→ Problem to work on: From the entries below, retype only the lines from the one with "# for every instance of the metal" through the one with "# for every instance of the street lamp", exactly as written.

→ Stored entries:
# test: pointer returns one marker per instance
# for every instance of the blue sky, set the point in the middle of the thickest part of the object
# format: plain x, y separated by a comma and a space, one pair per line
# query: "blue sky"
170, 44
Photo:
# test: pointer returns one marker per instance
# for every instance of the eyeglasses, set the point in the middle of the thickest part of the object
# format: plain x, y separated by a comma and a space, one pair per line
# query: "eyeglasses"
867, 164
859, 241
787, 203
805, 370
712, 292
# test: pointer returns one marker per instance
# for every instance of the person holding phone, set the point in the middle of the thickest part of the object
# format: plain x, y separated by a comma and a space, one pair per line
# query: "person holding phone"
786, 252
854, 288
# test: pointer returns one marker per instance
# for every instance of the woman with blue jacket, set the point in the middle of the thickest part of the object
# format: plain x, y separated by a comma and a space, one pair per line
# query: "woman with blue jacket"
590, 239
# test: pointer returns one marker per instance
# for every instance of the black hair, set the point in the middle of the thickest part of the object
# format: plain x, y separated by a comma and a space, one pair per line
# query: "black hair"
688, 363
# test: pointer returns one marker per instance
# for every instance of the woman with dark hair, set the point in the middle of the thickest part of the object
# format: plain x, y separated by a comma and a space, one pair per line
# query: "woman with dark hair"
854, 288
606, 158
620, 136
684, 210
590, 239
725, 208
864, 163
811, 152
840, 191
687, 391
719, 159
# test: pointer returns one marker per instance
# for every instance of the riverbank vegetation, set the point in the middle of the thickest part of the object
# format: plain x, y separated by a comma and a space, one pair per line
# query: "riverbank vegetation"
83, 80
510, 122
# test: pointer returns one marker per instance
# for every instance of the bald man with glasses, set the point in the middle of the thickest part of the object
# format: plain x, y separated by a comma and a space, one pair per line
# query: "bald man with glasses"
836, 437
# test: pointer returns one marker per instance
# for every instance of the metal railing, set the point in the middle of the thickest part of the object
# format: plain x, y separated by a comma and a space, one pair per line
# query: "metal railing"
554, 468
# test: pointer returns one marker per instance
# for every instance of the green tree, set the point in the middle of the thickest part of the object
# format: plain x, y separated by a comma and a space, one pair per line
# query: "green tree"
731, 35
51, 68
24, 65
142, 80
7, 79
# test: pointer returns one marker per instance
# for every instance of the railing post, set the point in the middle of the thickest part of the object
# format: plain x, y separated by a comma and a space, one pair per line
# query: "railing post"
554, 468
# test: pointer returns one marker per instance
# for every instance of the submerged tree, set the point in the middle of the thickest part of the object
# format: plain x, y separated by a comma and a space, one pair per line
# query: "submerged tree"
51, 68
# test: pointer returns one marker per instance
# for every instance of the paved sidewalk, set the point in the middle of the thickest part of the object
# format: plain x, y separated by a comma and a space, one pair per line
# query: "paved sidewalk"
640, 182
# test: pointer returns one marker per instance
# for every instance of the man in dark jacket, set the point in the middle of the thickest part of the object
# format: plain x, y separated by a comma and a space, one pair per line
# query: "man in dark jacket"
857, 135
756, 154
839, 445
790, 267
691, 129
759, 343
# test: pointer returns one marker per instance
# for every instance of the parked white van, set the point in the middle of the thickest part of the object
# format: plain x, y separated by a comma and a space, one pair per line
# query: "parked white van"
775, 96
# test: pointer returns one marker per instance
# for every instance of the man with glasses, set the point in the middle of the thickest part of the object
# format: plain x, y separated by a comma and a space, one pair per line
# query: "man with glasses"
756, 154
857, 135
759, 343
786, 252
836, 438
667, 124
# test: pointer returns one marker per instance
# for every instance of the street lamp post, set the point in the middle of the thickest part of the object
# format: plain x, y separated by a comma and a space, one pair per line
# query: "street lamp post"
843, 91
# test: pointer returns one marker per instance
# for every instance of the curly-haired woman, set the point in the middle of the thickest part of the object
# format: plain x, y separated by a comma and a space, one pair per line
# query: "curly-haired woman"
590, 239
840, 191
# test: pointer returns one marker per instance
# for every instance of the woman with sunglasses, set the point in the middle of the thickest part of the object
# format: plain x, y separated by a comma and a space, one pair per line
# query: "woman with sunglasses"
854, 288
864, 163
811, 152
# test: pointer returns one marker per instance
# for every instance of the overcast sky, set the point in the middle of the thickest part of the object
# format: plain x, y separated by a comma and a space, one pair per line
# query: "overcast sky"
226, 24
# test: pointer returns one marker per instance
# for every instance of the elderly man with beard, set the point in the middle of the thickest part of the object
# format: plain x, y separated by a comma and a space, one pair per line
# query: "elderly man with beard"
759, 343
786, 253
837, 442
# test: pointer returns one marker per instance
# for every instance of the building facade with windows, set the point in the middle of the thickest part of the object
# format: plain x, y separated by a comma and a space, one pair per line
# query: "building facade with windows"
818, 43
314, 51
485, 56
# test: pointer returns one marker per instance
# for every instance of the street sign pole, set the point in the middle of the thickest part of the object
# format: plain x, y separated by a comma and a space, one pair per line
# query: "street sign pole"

→ Completed task:
# for every instance of the metal railing, set the point in the middle of the thickest part of the object
# format: plain x, y separated by a comma and a space, one pair per line
# query: "metal railing"
554, 468
# test: pointer returns one marker per instance
# for every instance of the green tree, set the point in the middle of the thickest part of the object
# format: plain x, y separated by a comma and a space, one pair per line
# query: "green tree"
731, 35
51, 68
24, 65
142, 80
7, 79
# test: pointer returns one marker per instance
# for every instance of the railing post, set the point in the middle of the thickest part of the object
# format: plain x, y separated by a comma and a space, one pair per line
# query: "railing post"
554, 468
# test: pointer returns one marker per instance
# for every instance of the submerged tree, set the point in the middle of the thickest part of the object
# format: plain x, y separated by a comma and a space, one pair per line
# query: "submerged tree"
51, 68
# test: pointer returns one marker per instance
# for every instance of the paved sidewalk, set the point in the middle of the thickest part of the object
# format: plain x, y separated by a comma and a space, one pair per line
# query: "paved sidewalk"
640, 182
# test: pointer returns one marker per instance
# for every instance of the man in dark jacket, set the point in the middle of the thickest part of the object
# format: plain x, y separated by a comma and a space, one pair per line
# query: "man in dark jacket"
857, 135
756, 154
839, 445
790, 267
691, 129
759, 343
# test: pointer returns one marker per instance
# for every instance of the parked white van, set the point in the middle of the thickest part of the object
# format: plain x, y separated by a comma and a space, one pair per line
# query: "parked white van"
775, 96
# test: pointer returns one marker per instance
# for every instance of the man with glasses, set the point in the middle of the thickest part of the object
# format: plain x, y separated by a comma and a space, one pair per line
# query: "man with glasses"
756, 154
857, 135
759, 343
786, 252
836, 438
667, 124
# test: pointer returns one marker per instance
# for every instance of the street lamp post, set the point in the middle of the thickest part of the object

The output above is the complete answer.